* Exercise instructions: Pick out each line of the data below that contains the word "distant", and copy those lines as they appear.

* Input material:
● ● ● ● ●
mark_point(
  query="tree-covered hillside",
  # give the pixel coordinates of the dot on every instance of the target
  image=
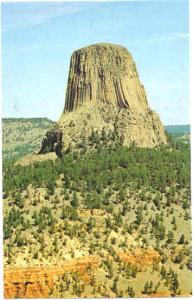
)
(22, 136)
(127, 208)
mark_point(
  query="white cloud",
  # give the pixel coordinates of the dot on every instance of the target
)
(175, 36)
(20, 15)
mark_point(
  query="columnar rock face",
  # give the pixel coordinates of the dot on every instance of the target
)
(105, 73)
(104, 93)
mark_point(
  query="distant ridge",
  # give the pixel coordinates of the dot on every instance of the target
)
(178, 130)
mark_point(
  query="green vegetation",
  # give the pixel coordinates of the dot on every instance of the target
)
(109, 203)
(22, 136)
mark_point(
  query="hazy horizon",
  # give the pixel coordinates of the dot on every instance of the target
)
(39, 38)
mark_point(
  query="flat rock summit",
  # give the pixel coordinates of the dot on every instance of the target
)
(104, 95)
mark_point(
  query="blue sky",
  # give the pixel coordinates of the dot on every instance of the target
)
(39, 38)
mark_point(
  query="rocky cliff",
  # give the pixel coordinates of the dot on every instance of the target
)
(104, 94)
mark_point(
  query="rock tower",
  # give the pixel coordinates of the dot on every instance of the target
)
(104, 94)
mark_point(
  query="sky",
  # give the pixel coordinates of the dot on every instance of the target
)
(38, 39)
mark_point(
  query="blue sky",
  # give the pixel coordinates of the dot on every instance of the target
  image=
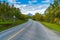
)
(30, 6)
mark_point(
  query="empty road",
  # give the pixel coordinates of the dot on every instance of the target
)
(30, 30)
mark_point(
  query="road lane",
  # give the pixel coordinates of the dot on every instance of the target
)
(31, 30)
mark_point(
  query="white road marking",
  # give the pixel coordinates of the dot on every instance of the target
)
(16, 33)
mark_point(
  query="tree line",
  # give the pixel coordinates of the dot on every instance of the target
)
(7, 13)
(52, 14)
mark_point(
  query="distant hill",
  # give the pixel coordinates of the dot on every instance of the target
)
(29, 14)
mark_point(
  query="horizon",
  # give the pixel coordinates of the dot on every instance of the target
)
(30, 6)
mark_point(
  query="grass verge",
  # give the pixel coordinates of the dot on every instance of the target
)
(7, 25)
(52, 26)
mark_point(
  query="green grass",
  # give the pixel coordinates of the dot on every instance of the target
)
(7, 25)
(52, 26)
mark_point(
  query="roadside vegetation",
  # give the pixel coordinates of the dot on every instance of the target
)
(10, 16)
(51, 17)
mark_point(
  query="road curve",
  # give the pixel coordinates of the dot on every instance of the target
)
(30, 30)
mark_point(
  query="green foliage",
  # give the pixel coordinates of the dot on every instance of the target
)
(53, 12)
(37, 17)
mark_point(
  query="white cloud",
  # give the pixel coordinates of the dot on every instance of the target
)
(33, 9)
(46, 1)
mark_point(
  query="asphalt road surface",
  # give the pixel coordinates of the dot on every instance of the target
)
(30, 30)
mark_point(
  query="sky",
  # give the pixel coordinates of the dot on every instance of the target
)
(30, 6)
● ● ● ● ●
* The response:
  query="distant ridge",
  query="distant hill",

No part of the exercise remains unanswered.